— WRITTEN EXERCISE —
In the rows below, find each line that contains the string "pillow" and report every one of those lines in full.

### PROVIDED DATA

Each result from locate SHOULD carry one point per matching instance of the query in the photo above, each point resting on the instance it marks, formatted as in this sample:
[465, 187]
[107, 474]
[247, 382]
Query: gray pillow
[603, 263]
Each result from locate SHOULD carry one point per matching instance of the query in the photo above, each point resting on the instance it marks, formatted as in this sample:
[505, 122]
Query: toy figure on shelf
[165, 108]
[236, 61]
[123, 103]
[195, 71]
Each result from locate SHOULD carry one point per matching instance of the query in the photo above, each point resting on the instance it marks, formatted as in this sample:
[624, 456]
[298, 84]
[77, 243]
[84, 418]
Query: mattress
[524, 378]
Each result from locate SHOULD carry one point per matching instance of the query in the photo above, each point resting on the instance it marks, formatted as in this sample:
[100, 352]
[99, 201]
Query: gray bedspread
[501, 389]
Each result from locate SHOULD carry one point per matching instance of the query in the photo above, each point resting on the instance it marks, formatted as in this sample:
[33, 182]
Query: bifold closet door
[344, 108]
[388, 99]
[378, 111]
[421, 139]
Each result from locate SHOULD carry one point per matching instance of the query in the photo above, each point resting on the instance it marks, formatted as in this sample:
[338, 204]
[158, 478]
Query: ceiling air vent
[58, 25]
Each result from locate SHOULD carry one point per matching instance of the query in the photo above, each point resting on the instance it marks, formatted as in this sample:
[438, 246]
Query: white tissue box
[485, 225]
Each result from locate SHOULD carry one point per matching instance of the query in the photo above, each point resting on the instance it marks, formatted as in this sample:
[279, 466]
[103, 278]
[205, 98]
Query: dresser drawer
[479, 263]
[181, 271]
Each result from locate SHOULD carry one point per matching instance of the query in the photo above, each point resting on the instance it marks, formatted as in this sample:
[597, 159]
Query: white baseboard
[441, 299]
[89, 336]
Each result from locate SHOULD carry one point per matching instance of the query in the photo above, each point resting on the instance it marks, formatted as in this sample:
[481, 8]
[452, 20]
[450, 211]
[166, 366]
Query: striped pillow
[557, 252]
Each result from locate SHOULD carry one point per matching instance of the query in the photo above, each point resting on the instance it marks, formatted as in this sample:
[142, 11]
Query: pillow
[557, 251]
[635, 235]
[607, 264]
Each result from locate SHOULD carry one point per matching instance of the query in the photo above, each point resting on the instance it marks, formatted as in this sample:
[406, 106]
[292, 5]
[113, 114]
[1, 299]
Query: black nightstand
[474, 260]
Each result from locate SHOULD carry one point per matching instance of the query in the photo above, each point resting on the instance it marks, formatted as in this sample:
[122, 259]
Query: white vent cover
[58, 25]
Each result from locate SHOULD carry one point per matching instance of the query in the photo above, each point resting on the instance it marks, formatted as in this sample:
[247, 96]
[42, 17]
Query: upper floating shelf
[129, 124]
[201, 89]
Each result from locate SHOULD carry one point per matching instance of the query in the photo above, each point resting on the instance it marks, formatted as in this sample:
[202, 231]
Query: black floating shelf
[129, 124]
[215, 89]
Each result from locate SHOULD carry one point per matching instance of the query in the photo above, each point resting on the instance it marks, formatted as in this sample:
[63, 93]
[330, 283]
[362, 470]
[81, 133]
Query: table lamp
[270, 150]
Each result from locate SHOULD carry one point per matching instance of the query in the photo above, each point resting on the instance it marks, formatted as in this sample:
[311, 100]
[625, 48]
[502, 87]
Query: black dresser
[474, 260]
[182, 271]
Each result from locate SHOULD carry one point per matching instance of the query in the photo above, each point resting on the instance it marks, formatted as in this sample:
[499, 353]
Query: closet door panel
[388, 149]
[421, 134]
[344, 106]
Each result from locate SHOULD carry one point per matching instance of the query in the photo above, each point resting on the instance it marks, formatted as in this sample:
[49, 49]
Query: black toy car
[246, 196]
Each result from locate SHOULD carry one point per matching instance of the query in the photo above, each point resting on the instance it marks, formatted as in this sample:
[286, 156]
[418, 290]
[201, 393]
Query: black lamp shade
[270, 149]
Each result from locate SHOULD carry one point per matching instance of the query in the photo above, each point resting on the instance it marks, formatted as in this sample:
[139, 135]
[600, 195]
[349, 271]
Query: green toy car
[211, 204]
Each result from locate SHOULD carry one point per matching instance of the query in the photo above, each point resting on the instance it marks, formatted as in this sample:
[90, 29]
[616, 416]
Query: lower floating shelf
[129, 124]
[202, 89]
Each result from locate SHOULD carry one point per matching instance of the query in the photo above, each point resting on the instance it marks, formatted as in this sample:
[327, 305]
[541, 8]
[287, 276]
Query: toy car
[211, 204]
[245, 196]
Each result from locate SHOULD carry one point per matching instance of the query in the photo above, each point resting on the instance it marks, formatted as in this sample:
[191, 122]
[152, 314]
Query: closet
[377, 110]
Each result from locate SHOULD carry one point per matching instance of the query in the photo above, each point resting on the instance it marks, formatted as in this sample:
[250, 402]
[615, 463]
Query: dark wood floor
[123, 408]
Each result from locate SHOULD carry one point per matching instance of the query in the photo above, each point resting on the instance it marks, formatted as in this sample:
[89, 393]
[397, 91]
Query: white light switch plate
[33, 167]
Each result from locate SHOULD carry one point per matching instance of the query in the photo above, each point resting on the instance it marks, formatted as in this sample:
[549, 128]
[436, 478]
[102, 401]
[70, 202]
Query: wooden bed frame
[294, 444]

######

— REPLY —
Query: gray pillow
Query: striped pillow
Query: pillow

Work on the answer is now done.